__Le problème__.
Poursuivez l'extrait consacré à la CITES à partir de sa dernière phrase.

__Extrait de page__.

________________________

Tout d'abord, j'aimerais dire quelques mots sur notre Convention, connue sous l'acronyme CITES, pour ceux d'entre vous qui ne sont pas familiers de ce qu'elle fait. Il s'agit d'un accord multilatéral contraignant en matière d'environnement entre 183 Parties. Son principal objectif est de réglementer le commerce international afin qu'il ne menace pas la survie des espèces de flore et de faune à l'état sauvage. Les Parties à la CITES veillent, à travers leurs décisions et résolutions, à ce que le commerce reste durable, légal et traçable.

Peut-être serez-vous surpris d'apprendre que sur les 36 000 espèces réglementées par la CITES, 97% peuvent être vendues de manière légale à des fins commerciales. Vous serez peut-être également surpris de savoir que la CITES soutien un commerce s'élevant à plusieurs milliards de dollars ; par exemple, le commerce du strombe géant, un coquillage comestible, est estimé à 60 millions de dollars par an ; les pythons, souvent utilisés pour leur peau, représentent une industrie d'1 milliard de dollars par an ; et le commerce de l'acajou représente 33 millions de dollars par an.

________________________

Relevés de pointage
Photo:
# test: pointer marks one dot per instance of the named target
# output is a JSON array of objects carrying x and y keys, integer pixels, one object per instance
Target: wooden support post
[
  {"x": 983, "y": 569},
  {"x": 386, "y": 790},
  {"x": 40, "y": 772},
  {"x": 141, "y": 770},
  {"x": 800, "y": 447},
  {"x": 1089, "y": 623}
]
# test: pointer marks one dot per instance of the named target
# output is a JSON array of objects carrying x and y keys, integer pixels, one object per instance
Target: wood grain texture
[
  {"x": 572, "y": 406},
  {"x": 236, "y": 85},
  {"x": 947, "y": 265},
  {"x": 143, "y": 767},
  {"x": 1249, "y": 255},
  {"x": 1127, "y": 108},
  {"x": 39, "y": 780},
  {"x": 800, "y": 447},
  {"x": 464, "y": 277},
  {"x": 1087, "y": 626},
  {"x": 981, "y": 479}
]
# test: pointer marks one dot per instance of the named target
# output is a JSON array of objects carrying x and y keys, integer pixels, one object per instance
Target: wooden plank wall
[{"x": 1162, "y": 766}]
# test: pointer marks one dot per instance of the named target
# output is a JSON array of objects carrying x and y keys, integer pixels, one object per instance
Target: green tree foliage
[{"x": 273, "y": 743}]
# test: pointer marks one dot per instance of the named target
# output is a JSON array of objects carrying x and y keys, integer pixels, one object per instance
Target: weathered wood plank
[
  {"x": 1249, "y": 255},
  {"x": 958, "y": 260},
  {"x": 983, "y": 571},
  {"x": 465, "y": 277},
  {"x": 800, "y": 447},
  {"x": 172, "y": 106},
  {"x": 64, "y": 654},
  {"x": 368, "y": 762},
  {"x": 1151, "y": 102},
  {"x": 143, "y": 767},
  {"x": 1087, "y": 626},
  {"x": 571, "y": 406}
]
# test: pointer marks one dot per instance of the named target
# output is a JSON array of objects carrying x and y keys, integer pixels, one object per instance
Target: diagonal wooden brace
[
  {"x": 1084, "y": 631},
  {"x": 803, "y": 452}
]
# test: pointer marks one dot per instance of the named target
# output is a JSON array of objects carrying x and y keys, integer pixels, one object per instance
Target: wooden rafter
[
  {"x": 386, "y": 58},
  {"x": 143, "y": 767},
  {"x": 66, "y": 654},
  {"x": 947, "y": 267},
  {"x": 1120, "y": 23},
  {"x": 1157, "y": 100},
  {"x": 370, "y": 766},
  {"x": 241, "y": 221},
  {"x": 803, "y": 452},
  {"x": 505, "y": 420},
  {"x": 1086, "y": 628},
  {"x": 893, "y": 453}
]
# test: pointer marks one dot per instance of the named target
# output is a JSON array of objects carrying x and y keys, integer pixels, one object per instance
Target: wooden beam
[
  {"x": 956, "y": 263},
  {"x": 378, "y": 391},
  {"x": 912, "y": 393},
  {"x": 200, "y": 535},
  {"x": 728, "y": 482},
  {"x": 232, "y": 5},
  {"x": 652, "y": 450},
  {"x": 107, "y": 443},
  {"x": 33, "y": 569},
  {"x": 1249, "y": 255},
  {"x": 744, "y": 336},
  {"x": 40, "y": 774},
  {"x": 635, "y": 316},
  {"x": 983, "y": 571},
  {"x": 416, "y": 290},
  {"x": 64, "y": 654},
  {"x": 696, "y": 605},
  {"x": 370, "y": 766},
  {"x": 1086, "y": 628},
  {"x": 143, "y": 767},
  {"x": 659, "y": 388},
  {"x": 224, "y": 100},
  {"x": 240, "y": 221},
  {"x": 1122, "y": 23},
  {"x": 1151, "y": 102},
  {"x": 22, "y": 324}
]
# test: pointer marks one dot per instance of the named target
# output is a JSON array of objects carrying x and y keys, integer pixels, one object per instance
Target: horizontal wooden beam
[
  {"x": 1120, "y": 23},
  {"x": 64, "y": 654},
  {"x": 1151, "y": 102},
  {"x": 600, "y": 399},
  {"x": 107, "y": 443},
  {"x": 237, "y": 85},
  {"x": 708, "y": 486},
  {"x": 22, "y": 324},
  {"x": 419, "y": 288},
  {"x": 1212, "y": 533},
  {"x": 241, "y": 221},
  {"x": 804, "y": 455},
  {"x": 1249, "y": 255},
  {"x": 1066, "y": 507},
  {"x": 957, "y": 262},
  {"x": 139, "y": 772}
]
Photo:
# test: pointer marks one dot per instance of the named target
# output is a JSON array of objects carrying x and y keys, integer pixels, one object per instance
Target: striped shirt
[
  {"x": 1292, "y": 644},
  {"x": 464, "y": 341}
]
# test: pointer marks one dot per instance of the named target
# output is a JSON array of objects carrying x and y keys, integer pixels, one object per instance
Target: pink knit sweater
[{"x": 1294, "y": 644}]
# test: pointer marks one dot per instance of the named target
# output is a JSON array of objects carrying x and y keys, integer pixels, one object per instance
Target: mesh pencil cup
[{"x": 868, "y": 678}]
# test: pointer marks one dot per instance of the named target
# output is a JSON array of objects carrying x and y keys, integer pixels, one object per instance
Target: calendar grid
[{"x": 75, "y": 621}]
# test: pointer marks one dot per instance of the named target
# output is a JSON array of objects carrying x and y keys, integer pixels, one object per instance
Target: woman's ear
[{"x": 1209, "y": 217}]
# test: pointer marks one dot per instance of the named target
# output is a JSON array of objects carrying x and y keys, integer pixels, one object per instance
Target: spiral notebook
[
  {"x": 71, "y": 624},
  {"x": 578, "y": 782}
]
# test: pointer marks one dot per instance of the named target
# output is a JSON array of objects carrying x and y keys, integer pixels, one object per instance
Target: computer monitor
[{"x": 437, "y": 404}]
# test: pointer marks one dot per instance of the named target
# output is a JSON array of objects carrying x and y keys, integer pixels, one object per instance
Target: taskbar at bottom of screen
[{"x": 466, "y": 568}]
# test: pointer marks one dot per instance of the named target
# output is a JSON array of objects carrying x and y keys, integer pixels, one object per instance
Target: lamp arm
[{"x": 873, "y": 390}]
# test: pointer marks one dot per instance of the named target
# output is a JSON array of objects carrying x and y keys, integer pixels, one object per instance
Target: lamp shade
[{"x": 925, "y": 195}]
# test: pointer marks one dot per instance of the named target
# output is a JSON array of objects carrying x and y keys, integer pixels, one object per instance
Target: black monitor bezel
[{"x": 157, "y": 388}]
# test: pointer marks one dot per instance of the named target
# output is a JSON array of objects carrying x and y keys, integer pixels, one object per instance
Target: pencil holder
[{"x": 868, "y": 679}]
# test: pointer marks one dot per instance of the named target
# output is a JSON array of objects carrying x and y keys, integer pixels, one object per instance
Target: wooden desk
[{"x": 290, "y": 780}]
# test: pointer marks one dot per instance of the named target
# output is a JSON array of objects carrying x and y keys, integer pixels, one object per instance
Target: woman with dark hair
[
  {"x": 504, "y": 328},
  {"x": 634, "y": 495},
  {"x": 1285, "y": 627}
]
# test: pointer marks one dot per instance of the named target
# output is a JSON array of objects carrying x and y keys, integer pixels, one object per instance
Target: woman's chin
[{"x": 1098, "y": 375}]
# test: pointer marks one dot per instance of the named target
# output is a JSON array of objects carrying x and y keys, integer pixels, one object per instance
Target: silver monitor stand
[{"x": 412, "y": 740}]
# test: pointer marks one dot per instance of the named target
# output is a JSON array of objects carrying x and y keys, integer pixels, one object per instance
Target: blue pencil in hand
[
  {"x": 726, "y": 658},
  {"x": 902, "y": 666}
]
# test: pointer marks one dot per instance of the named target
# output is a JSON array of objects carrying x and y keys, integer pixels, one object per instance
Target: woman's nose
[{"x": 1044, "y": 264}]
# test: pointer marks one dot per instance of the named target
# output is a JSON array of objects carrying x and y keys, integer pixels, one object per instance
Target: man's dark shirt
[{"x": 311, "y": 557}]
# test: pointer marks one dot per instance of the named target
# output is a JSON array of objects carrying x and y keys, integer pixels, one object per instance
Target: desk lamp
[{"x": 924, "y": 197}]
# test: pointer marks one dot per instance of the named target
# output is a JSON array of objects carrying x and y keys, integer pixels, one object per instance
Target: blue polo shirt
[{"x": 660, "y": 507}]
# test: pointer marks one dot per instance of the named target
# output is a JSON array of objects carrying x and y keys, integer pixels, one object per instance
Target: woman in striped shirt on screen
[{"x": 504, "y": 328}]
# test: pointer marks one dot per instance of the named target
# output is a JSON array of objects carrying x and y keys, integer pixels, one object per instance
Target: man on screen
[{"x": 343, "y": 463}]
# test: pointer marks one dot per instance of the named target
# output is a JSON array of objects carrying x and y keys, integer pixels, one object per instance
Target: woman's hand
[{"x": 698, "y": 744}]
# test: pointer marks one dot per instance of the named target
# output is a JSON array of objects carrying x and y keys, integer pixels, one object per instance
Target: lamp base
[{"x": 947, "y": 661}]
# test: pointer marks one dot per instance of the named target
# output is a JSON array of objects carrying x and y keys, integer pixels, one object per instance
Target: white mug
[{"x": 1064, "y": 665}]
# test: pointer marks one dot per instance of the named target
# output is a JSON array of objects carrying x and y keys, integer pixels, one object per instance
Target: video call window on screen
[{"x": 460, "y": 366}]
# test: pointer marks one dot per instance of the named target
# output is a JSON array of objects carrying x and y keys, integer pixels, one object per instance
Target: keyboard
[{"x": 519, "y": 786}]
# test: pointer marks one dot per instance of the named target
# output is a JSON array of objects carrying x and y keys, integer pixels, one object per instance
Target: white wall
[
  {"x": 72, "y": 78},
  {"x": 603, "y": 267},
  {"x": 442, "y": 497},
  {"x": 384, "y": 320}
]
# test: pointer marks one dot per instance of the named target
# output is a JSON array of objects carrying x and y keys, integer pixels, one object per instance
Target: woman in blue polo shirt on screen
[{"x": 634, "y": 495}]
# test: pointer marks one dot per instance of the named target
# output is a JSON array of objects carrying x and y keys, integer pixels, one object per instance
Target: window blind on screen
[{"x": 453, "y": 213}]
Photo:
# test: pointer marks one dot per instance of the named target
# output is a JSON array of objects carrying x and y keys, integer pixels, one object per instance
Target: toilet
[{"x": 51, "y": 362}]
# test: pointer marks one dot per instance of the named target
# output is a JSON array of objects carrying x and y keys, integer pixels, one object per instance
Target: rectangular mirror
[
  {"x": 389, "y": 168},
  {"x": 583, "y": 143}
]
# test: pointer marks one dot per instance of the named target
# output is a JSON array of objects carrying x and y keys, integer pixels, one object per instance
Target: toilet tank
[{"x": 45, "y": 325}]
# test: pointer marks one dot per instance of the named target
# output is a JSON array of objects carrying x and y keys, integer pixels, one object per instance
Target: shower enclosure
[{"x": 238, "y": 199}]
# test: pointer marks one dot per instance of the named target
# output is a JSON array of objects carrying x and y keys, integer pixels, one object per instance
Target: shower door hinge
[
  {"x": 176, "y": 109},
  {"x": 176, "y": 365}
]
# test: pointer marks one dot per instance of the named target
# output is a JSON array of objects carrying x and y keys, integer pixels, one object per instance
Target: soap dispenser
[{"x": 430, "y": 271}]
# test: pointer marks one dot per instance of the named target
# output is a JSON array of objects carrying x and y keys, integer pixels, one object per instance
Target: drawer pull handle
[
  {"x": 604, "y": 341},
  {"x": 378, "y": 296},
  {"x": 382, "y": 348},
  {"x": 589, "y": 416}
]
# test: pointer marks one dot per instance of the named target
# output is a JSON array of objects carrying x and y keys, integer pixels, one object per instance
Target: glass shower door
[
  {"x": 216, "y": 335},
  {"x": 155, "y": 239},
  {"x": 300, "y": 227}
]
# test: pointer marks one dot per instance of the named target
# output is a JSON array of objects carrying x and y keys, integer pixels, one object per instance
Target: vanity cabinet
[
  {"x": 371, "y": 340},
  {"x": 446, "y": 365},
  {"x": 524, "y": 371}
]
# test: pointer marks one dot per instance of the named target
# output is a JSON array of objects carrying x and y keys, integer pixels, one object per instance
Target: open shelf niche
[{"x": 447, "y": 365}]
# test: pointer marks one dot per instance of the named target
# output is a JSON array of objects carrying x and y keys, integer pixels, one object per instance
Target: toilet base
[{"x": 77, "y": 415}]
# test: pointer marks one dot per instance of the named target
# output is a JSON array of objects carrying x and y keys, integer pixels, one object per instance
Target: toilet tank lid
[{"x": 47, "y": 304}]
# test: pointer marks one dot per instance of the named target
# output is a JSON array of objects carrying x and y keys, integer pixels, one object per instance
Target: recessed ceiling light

________________________

__Résultat obtenu__.
Le CITES trouve son application à travers l'émission et l'échange de permis et certificats entre les pays d'exportation et d'importation. Il s'agit de la base même de la Convention : les Parties à la CITES émettent actuellement plus d'1 million de permis par an à travers le monde. Ces permis attestent la légalité et la durabilité des transactions commerciales. Chaque permis est délivré par un Organe de gestion CITES désigné au niveau national, par exemple un ministère de l'agriculture, de la nature et des pêches, et chacun de ces permis doit être contrôlé par les douanes lors de l'exportation, réexportation ou importation.

Alors en quoi la CITES est-elle importante pour les autorités douanières ? Les douanes exercent des fonctions cruciales pour faire appliquer efficacement la CITES, celles-ci peuvent être regroupées en deux types d'actions :

  • En premier lieu, les douanes facilitent le commerce légalement encadré par la CITES et transmettent aux organes de gestion les données relatives aux quantités exactes commercialisées dans le cadre de ces permis. Ces informations sont très importantes pour analyser les tendances du marché et identifier les mesures à prendre à l'avenir en matière de durabilité.
  • Deuxièmement, les douanes, en contrôlant toutes les exportations, réexportations et importations, évaluent le risque qu'une cargaison donnée relève du commerce illicite d'une espèce inscrite à la CITES. Ainsi, les douanes jouent un rôle majeur dans la détection et la lutte contre le commerce illicite.

Maintenant que les pays se sont engagés à réaliser les Objectifs de développement durable du Programme de développement durable à l'horizon 2030, il est important de souligner que le travail des autorités douanières participe de manière directe à la conservation de ressources naturelles précieuses et soutient le développement durable des pays. Les autorités douanières participent à la protection des espèces menacées d'extinction et aux moyens de subsistance des personnes qui dépendent de ces espèces, tout en contribuant pleinement à la lutte contre le commerce illicite d'espèces sauvages.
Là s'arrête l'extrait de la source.